• _To do_: Count the lines in the records below that contain the string "hair". Reply with the number alone.

• _Record list_:

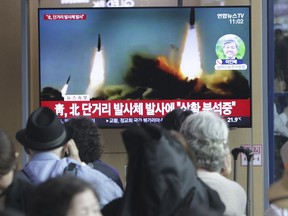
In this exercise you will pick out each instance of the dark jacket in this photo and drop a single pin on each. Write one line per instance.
(17, 194)
(161, 177)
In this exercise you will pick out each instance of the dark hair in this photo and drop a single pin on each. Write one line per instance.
(7, 154)
(174, 119)
(54, 196)
(87, 138)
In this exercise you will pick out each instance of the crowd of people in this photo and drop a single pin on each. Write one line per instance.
(176, 168)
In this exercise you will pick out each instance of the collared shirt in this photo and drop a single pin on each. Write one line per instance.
(280, 121)
(45, 165)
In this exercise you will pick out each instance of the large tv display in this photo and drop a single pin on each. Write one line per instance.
(122, 66)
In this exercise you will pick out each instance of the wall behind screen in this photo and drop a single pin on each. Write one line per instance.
(115, 153)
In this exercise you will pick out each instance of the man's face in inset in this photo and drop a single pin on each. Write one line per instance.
(230, 49)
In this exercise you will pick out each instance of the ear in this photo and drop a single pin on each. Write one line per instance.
(64, 150)
(226, 169)
(27, 150)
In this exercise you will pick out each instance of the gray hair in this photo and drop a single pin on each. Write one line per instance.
(207, 133)
(231, 40)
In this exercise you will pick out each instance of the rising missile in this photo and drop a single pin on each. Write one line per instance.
(65, 87)
(192, 17)
(99, 43)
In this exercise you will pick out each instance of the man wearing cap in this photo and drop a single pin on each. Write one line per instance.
(46, 140)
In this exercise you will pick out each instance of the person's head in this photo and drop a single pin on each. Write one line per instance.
(230, 48)
(207, 133)
(7, 161)
(44, 131)
(174, 119)
(50, 94)
(87, 138)
(64, 195)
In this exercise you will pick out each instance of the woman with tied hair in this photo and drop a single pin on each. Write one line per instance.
(207, 135)
(64, 195)
(13, 190)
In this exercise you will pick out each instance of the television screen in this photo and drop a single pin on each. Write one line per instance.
(121, 66)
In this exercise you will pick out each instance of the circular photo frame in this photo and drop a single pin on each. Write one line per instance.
(230, 46)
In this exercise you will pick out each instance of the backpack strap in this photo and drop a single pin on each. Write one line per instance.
(71, 169)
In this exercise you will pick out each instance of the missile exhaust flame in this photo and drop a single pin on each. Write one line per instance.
(97, 75)
(190, 65)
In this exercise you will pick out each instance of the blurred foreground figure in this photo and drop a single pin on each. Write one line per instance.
(13, 190)
(161, 177)
(53, 152)
(64, 196)
(278, 191)
(88, 140)
(207, 134)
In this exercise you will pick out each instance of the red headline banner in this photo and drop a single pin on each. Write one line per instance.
(146, 108)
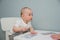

• _Answer to this task_: 3